But Rousseau focuses his most trenchant critique of his Enlightened present on the extent to which man’s interior world is enslaved. The individual is not only in thrall to property relations of dependency, ‘work[ing] until he dies; run[ning] to his death in order to be in a position to live’, he is also emotionally and psychologically in thrall to others, needing their approval and praise, flattering those on whom one depends for advancement or employment, and disdainful of those on whose debasement one depends for one’s own elevation. Everyone performs ‘his step… in this beggars’ pantomime’, as Diderot had it in Rameau’s Nephew. As the dependency deepens, as the individual’s need of others’ approval expands, as his thirst for rank, for prestige, for celebrity – for recognition – increases, so even his ideas, his opinions, cease to be his own. They become, or better still, conform to, what others expect, what the fashion demands, what the ruling ideas suggest they ought to be. ‘The savage lives in himself’, explains Rousseau, while ‘the man accustomed to the ways of society is always outside himself, and knows how to live only in the opinions of others. And it is, as it were, from their judgement alone that he draws the sentiment of his own existence.’ (7) That is, it is from the opinions of others that he develops a feeling for who he is, what he believes, what he thinks. Rousseau’s portrait of Paris high society in Julie, or the New Heloise (1761), especially its intellectual pretension and pretended virtue, captures well this culture of Enlightened conformism:

‘[T]he men to whom you are speaking are not the ones with whom you converse; their sentiments do not emanate from the heart, their perceptions are not in their minds, their words do not represent their thoughts, all you see of them is their shape, and being in a gathering is like standing before a moving tableau, where the detached spectator is the only creature moving under his own power.’ (8)

And:

‘If this people of followers were full of original characters it would be impossible to know about it; for no man dares be himself. One must do as others do, is the primary maxim of wisdom in this country. That is done, that is not done. This is the supreme pronouncement.’ (9)

This is Rousseau’s vision of social existence, a social existence in which material and psychological dependence has enfeebled the body, and enslaved the mind. And this is the vision Immanuel Kant drew on for What is Enlightenment? (1784), in which all depend on others for their thoughts and actions, be it the pastor to act as my conscience, or the physician to prescribe my diet.

+ + + +

> [Request 1]
Show each line of the records that contains the string "outline".
The text and the records come from separate sources.

+ + + +

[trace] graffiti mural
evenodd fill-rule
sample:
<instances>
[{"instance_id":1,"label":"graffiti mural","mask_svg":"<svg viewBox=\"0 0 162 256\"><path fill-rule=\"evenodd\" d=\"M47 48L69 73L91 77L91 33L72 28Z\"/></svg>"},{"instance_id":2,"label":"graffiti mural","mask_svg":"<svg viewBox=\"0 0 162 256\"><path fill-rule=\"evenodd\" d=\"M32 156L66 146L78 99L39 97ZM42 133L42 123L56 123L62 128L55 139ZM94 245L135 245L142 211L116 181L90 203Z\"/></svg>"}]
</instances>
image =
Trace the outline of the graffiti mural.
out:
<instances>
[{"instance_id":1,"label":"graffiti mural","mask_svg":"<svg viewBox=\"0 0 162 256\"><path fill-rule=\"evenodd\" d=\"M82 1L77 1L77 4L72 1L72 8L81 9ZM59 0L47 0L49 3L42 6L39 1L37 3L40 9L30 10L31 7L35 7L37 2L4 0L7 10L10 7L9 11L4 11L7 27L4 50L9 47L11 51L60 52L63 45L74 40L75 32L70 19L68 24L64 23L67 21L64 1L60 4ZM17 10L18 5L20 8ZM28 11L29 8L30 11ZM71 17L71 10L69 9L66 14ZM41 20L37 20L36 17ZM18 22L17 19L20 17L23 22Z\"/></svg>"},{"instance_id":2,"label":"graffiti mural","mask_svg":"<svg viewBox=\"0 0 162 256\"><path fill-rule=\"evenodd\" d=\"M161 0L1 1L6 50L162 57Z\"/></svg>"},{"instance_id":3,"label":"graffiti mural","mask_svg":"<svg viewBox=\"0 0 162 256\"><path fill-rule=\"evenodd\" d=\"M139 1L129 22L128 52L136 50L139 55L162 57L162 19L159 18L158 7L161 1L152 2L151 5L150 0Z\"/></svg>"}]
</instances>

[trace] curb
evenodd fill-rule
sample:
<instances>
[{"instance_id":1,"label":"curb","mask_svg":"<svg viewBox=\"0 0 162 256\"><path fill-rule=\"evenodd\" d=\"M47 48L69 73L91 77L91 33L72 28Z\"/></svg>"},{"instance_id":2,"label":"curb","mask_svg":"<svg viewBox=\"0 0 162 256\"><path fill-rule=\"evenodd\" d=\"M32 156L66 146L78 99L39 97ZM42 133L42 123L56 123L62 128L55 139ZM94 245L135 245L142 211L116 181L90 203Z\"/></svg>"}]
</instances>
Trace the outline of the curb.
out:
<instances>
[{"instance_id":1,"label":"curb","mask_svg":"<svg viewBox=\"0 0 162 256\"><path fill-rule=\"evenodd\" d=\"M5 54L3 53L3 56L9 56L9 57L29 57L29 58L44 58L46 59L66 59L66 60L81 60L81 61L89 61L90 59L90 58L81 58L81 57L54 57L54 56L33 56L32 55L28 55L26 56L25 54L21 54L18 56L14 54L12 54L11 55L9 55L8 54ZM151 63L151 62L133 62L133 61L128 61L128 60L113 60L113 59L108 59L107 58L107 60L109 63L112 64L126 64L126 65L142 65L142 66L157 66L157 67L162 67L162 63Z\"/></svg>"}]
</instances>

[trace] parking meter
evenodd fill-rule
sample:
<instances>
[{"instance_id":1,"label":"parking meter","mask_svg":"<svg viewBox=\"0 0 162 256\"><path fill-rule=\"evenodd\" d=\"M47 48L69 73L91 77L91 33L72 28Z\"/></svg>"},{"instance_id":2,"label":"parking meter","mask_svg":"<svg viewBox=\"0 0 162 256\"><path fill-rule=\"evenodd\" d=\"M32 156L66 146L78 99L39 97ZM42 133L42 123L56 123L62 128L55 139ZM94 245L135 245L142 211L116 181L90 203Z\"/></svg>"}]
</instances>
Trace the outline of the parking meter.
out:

+ + + +

> [Request 2]
Extract, word for word, the part of the passage on Rousseau that opens with the words containing "This is Rousseau’s" and closes with "prescribe my diet.".

> [Response 1]
Trace the outline of the graffiti mural.
Trace the outline of the curb.
Trace the outline of the parking meter.

> [Response 2]
This is Rousseau’s vision of social existence, a social existence in which material and psychological dependence has enfeebled the body, and enslaved the mind. And this is the vision Immanuel Kant drew on for What is Enlightenment? (1784), in which all depend on others for their thoughts and actions, be it the pastor to act as my conscience, or the physician to prescribe my diet.